> **Passage**
------------------------------------------------------------------------

Career
He began his career as Akshun (pronounced Action) recording solo for Lil' Troy's Short Stop Records, a local label in Houston. After releasing the 12" single "Scarface", he would go on to sign with Rap-A-Lot Records and join a group who were collectively known as Geto Boys replacing one member who left, and released the group's second album Grip It! On That Other Level (1989), a highly successful album that garnered the group a large fanbase, in spite of their violent lyrics keeping them from radio and MTV. He took his stage name from the 1983 film Scarface.
In 1992, Scarface appeared (along with Ice Cube and Bushwick Bill) on the Kool G Rap & DJ Polo album: Live and Let Die.
The album Mr. Scarface Is Back was a success, and Scarface's popularity soon overshadowed the other Geto Boys. Scarface remained in the group while releasing a series of solo albums that kept him in the public view with increasing sales. This peaked with The Diary and The Last of a Dying Breed, which received overwhelmingly positive reviews and sales, and earned him Lyricist of the Year at the 2001 Source Awards.

------------------------------------------------------------------------

> **Data shown**

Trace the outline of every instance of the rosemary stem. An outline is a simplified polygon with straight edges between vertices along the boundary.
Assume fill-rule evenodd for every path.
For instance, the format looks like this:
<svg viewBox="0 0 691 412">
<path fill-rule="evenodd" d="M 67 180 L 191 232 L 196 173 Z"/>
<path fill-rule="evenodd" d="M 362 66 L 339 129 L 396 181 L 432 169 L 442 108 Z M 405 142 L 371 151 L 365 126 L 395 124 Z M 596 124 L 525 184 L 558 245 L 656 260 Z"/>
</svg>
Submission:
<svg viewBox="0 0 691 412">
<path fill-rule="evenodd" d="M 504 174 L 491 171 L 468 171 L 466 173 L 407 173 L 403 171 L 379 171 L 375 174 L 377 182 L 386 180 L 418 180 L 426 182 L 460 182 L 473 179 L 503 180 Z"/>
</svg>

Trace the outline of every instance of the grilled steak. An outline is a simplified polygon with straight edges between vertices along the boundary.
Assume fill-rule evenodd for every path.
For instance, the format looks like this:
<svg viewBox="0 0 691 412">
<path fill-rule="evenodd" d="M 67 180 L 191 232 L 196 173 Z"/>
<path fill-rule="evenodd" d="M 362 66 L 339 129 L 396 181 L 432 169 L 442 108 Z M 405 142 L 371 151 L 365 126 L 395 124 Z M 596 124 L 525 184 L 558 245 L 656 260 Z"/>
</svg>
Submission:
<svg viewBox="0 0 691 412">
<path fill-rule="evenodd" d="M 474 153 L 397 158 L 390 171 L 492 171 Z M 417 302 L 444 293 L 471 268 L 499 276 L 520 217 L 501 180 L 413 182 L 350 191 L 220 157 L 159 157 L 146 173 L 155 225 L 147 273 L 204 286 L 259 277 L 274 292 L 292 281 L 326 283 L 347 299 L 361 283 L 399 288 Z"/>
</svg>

------------------------------------------------------------------------

> **Your instructions**
Rewrite the Career section starting with "In 1992, Scarface" and going on through "2001 Source Awards.", putting "fame" in place of "popularity".

> **Expected answer**
In 1992, Scarface appeared (along with Ice Cube and Bushwick Bill) on the Kool G Rap & DJ Polo album: Live and Let Die.
The album Mr. Scarface Is Back was a success, and Scarface's fame soon overshadowed the other Geto Boys. Scarface remained in the group while releasing a series of solo albums that kept him in the public view with increasing sales. This peaked with The Diary and The Last of a Dying Breed, which received overwhelmingly positive reviews and sales, and earned him Lyricist of the Year at the 2001 Source Awards.